CHALLENGE> Repeat each line exactly, leaving nothing out.

INFORMATION SHOWN>
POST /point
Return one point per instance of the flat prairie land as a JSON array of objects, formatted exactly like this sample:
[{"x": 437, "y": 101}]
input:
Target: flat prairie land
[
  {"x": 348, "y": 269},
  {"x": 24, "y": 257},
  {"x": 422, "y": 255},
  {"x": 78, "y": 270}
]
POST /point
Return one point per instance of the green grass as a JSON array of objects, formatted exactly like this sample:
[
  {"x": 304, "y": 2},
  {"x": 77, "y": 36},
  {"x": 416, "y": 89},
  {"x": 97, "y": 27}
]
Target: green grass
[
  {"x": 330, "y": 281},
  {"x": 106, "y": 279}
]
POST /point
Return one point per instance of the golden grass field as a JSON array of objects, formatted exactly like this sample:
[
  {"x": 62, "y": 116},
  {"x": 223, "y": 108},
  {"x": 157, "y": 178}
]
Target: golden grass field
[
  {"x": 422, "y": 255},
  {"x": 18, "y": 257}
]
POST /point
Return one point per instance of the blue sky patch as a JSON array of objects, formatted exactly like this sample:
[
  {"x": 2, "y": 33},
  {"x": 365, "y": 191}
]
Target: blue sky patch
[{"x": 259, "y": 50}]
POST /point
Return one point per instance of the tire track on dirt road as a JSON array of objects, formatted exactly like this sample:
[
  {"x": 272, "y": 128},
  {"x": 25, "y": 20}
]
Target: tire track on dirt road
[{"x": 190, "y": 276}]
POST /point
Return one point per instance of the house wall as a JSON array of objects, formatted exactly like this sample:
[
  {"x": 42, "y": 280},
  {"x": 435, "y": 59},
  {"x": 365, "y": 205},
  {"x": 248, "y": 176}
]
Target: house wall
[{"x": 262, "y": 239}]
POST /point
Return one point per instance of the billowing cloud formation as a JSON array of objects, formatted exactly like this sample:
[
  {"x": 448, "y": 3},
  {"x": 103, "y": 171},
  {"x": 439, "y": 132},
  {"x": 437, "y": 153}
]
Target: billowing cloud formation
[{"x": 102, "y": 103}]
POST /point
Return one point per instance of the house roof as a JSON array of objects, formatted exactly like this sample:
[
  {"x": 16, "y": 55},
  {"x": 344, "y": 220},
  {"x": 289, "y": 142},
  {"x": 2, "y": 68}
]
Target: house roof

REPLY>
POST /point
Return one point per instance of the flat prairie land as a JSON array of objects, formatted exactly like this sample:
[{"x": 437, "y": 101}]
input:
Target: flat prairie land
[
  {"x": 348, "y": 269},
  {"x": 24, "y": 257},
  {"x": 422, "y": 255},
  {"x": 78, "y": 270}
]
POST /point
Return one point per instance of the green grass as a JSON array of objects, formatted exactly like this sample:
[
  {"x": 304, "y": 2},
  {"x": 77, "y": 36},
  {"x": 416, "y": 89},
  {"x": 97, "y": 27}
]
Target: green grass
[
  {"x": 330, "y": 281},
  {"x": 106, "y": 279}
]
POST /point
Return one point per instance of the golden grass field as a JSON array of objects, formatted exactly like this sample:
[
  {"x": 62, "y": 116},
  {"x": 223, "y": 108},
  {"x": 157, "y": 178}
]
Target: golden grass field
[
  {"x": 422, "y": 255},
  {"x": 18, "y": 257}
]
POST /point
Return one point per instance of the blue sky patch as a JSON array of objects, formatted exactly like this sample:
[
  {"x": 2, "y": 33},
  {"x": 365, "y": 191}
]
Target: blue sky patch
[{"x": 259, "y": 50}]
POST /point
Return one point per instance of the tire track on dirt road as a JSON array of objects, formatted exactly like this sample:
[
  {"x": 272, "y": 128},
  {"x": 25, "y": 20}
]
Target: tire track on dirt road
[{"x": 190, "y": 276}]
POST /point
Return one point per instance of the house wall as a JSON array of objects, formatted exactly like this sample:
[
  {"x": 42, "y": 280},
  {"x": 435, "y": 59},
  {"x": 365, "y": 205},
  {"x": 248, "y": 176}
]
Target: house wall
[{"x": 262, "y": 239}]
POST /point
Return one point per instance of the billowing cloud formation as a JSON array of objects, formatted exactly like this sample:
[
  {"x": 448, "y": 3},
  {"x": 103, "y": 171},
  {"x": 439, "y": 132},
  {"x": 437, "y": 153}
]
Target: billowing cloud formation
[{"x": 102, "y": 103}]
POST /point
Return one point per instance of the house roof as a JSON array of objects, formatted exactly like this sample:
[
  {"x": 16, "y": 55},
  {"x": 344, "y": 220},
  {"x": 289, "y": 142},
  {"x": 2, "y": 68}
]
Target: house roof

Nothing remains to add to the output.